Task brief: Write out the listing in full, matching it word for word.

Labeled-object pointing entries:

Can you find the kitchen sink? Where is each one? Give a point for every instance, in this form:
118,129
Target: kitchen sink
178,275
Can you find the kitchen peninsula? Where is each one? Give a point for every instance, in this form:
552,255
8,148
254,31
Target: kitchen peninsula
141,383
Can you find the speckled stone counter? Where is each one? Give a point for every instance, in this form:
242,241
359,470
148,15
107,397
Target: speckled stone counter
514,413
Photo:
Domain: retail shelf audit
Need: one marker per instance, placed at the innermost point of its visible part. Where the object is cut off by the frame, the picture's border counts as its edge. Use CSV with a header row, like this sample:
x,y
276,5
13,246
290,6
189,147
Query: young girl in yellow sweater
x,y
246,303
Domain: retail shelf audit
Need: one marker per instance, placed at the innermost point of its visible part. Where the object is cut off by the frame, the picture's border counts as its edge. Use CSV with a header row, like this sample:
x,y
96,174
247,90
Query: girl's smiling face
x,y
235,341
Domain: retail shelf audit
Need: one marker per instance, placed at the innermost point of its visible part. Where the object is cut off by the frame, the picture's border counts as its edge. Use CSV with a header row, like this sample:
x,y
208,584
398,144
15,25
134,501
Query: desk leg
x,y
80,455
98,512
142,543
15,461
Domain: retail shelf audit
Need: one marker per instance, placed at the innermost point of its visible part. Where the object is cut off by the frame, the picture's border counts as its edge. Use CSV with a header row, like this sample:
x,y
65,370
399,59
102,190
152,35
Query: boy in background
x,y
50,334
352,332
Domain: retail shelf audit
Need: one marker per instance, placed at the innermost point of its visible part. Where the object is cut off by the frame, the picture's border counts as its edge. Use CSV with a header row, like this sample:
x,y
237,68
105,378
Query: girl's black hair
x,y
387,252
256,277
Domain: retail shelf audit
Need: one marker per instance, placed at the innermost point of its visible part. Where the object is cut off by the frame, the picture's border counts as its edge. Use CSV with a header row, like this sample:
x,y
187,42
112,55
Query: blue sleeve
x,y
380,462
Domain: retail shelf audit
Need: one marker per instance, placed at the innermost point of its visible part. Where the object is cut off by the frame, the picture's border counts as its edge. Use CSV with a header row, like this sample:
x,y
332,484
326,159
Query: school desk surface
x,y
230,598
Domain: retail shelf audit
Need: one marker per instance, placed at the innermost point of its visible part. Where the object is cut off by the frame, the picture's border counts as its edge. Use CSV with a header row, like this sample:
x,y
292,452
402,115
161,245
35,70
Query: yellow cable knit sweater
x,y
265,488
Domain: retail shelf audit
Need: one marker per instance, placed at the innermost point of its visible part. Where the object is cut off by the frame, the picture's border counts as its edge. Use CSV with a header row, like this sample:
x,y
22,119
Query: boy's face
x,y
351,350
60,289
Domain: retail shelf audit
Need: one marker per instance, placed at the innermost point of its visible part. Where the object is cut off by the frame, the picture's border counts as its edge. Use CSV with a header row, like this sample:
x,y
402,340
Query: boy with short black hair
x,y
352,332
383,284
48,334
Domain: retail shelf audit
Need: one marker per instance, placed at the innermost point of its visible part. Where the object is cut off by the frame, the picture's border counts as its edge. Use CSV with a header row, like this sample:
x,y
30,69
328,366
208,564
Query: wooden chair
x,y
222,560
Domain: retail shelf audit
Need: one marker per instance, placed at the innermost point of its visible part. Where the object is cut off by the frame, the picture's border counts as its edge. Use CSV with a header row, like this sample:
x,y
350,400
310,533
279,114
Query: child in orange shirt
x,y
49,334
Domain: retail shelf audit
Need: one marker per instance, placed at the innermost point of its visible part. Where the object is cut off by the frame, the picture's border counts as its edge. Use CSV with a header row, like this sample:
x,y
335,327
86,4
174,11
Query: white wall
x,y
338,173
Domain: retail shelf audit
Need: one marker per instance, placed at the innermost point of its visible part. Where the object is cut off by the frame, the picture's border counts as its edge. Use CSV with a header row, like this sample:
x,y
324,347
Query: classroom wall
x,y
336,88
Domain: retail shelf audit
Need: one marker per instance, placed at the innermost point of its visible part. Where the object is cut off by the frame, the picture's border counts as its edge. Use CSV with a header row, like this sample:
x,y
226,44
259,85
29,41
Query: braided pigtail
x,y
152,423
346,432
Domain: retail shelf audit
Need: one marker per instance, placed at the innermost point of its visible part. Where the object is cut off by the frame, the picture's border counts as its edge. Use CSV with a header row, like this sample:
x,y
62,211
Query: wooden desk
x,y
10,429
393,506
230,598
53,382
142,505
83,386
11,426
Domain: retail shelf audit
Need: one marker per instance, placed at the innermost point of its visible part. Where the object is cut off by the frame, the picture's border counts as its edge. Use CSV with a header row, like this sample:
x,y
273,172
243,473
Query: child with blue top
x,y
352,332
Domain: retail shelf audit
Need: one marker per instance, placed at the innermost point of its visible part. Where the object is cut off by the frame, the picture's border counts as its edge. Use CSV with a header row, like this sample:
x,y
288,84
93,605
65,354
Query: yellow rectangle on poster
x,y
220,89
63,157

Finished answer:
Can you find the kitchen sink? Where is each one? Give a point for every instance, in this form:
118,129
Target: kitchen sink
178,275
Can you find the kitchen peninsula? Where is each one? Give a point for every instance, in this form:
552,255
8,148
254,31
Target: kitchen peninsula
141,383
Can you find the speckled stone counter? Where is each one? Give a point for every instance, in this form:
242,241
359,470
148,15
107,397
Target: speckled stone counter
514,413
Photo:
Domain: retail shelf audit
Need: one marker per instance, placed at the innermost point of its visible part. Where the object is cut off by the frame, the picture's border counts as its edge. Use CSV with a header row, like this sample:
x,y
276,5
13,246
290,6
189,147
Query: young girl in yellow sweater
x,y
246,303
Domain: retail shelf audit
Need: one marker per instance, placed at the innermost point of its visible part. Where the object is cut off by the frame, the picture's border counts as its edge. Use CSV with a header row, like this sample:
x,y
96,174
247,90
Query: girl's smiling face
x,y
235,341
Domain: retail shelf audit
Need: one marker per instance, placed at the innermost point of its visible part. Where the object is cut off by the frame, the picture's border counts as its edge. Use CSV with a header row, like this sample:
x,y
208,584
398,144
15,25
134,501
Query: desk leg
x,y
80,455
98,512
142,543
15,461
Domain: retail shelf audit
Need: one marker per instance, placed at the innermost point of its visible part. Where the object is cut off by the frame, the picture's border counts as its edge. Use CSV with a header row, like this sample:
x,y
65,370
399,59
102,190
152,35
Query: boy in background
x,y
50,334
352,332
Domain: retail shelf audit
Need: one marker per instance, placed at the innermost point of its visible part. Where the object is cut off by the frame, the picture's border counts as its edge. Use CSV with a header row, like this sample:
x,y
237,68
105,378
Query: girl's black hair
x,y
387,252
256,277
Domain: retail shelf audit
Need: one marker per instance, placed at the innermost point of its visible part. Where the object is cut off by the frame, the picture's border counts as its edge. Use CSV with a header row, like this sample:
x,y
187,42
112,55
Query: blue sleeve
x,y
380,462
Domain: retail shelf audit
Need: one marker per instance, placed at the innermost point of its visible part. Where the object is cut off by the frame, the picture's border counts as its edge. Use CSV with a header row, like this sample:
x,y
332,484
326,159
Query: school desk surface
x,y
230,598
Domain: retail shelf audit
Need: one marker per instance, placed at the innermost point of its visible part. Where the object is cut off by the frame, the picture's border counts as its edge. Use CSV with a header row, like this sample:
x,y
292,452
402,115
161,245
35,70
Query: yellow cable knit sweater
x,y
265,488
Domain: retail shelf audit
Need: one marker per instance, placed at the innermost point of its visible part. Where the object is cut off by the frame, the picture's border counts as its edge. Use CSV with a header row, like this sample:
x,y
22,119
Query: boy's face
x,y
351,350
60,289
Domain: retail shelf audit
Need: one marker per instance, placed at the innermost point of its visible part. Where the object is cut off by the frame, the picture's border counts as its edge. Use CSV with a header row, like this sample:
x,y
402,340
Query: boy with short black hair
x,y
352,332
383,284
48,334
Domain: retail shelf audit
Need: one marker per instance, placed at the innermost point of its visible part. Where the object is cut off by the frame, the picture's border counts as its edge. Use CSV with a header row, like this sample:
x,y
30,69
328,366
208,564
Query: wooden chair
x,y
222,560
Domain: retail shelf audit
Need: one marker per instance, placed at the innermost point of its visible part. Where the object is cut off by the frame, the picture's border counts as its edge. Use CSV with a header row, like this sample:
x,y
350,400
310,533
279,114
Query: child in orange shirt
x,y
49,334
Domain: retail shelf audit
Need: one marker per instance, placed at the innermost point of its visible part. Where the object is cut off by the frame, the picture's border counts as its edge. Use CSV with a header row, like this sample:
x,y
335,327
86,4
174,11
Query: white wall
x,y
338,173
Domain: retail shelf audit
Need: one marker per instance, placed at the innermost point of its visible part. Where the object is cut off by the frame, the picture's border counts as its edge. Use CSV with a header row, like this sample:
x,y
324,347
Query: classroom wall
x,y
336,88
Domain: retail shelf audit
Need: one marker per instance, placed at the innermost point of its visible part. Where the object is cut off by the frame, the picture's border counts as its edge. Use CSV with a header row, like this sample:
x,y
226,44
259,85
29,41
Query: braided pigtail
x,y
152,423
346,432
Domain: retail shelf audit
Need: one marker per instance, placed at the innermost point of its visible part. Where the object is cut off by the frame, the picture's border counts as its edge. Use CSV with a header row, like this sample:
x,y
62,211
Query: wooden desk
x,y
10,429
393,506
230,598
53,382
142,505
83,386
11,426
Domain: retail shelf audit
Need: one marker per instance, placed at the innermost point of its visible part. Where the object is cut off by the frame, the picture's border counts as its edge. Use CSV with a header row, like this sample:
x,y
273,172
243,473
Query: child with blue top
x,y
352,332
Domain: retail shelf audit
Need: one marker per instance, placed at the innermost point of its visible part. Where the object is cut off by the frame, the picture's border counts as its edge. Use CSV with a header row, like this sample:
x,y
288,84
93,605
65,354
Query: yellow rectangle on poster
x,y
220,89
63,157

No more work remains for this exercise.